**Work to complete:**
Please reproduce the listing from the line with "If you would be willing to tag the stone" up to and including its final line, swapping "pink cloud" for "orange cloud" and leaving everything else unchanged.

**Excerpted data:**
= = = = = = =
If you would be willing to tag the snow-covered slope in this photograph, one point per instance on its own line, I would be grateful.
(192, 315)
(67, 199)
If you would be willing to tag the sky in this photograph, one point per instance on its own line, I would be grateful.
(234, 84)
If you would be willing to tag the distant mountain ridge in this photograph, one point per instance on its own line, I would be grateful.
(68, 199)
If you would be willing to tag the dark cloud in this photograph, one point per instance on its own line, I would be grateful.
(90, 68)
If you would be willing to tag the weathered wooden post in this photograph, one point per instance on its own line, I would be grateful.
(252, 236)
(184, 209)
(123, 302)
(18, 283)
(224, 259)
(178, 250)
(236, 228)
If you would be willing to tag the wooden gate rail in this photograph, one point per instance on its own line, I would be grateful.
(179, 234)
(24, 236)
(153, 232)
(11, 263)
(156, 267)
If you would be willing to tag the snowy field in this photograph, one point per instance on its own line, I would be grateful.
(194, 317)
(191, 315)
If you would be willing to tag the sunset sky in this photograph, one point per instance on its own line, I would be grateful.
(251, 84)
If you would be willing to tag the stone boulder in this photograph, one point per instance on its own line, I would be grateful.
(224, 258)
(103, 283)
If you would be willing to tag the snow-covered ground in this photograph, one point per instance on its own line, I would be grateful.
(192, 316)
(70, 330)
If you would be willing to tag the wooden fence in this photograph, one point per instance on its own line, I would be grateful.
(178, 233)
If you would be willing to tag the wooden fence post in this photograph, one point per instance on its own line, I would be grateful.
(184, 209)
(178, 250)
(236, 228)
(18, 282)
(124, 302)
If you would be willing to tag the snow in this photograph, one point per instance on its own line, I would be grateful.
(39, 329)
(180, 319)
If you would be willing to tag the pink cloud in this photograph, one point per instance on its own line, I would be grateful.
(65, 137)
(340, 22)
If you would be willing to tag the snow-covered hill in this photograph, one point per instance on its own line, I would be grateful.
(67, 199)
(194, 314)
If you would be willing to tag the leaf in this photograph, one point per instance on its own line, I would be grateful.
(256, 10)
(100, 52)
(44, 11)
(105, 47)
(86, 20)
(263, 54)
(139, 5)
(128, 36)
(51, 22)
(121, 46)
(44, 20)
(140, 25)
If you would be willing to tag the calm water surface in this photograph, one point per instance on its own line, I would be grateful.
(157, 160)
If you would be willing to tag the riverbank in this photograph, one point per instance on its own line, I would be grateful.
= = = = = = =
**Result of the task:**
If you would be willing to tag the stone boulder in this photograph, one point per instance on its own line, I would be grateful.
(224, 258)
(103, 283)
If you would be willing to tag the snow-covered ground in this photograph, one point per instance on its own line, I would be grateful.
(192, 316)
(70, 330)
If you would be willing to tag the wooden fence in this photograph, one point per instance on its own line, I would be grateful.
(178, 233)
If you would be willing to tag the wooden fence post in this photograph, one point per instance on its own line, I would be grateful.
(184, 209)
(178, 250)
(236, 228)
(18, 282)
(124, 302)
If you would be willing to tag the snow in this photograph, one point per instance on its own line, I would be grateful.
(39, 329)
(180, 319)
If you would be willing to tag the orange cloud in this photograph, one point per instance on its own line, I would be grateful.
(65, 137)
(340, 22)
If you would be willing to tag the snow-covered hill in this photograph, one point per instance on its own line, I would be grateful.
(67, 199)
(194, 314)
If you would be willing to tag the leaf in this photograph, one point per instance on its own line, I would be grateful.
(256, 10)
(100, 52)
(44, 11)
(105, 47)
(86, 20)
(263, 54)
(139, 5)
(128, 36)
(51, 22)
(121, 46)
(44, 20)
(140, 25)
If you would be willing to tag the calm water surface in this photograph, one point per instance on its own line, I would be grateful.
(157, 160)
If you would be willing to tag the riverbank in this photograph, one point per instance on its own line, I would be grateful.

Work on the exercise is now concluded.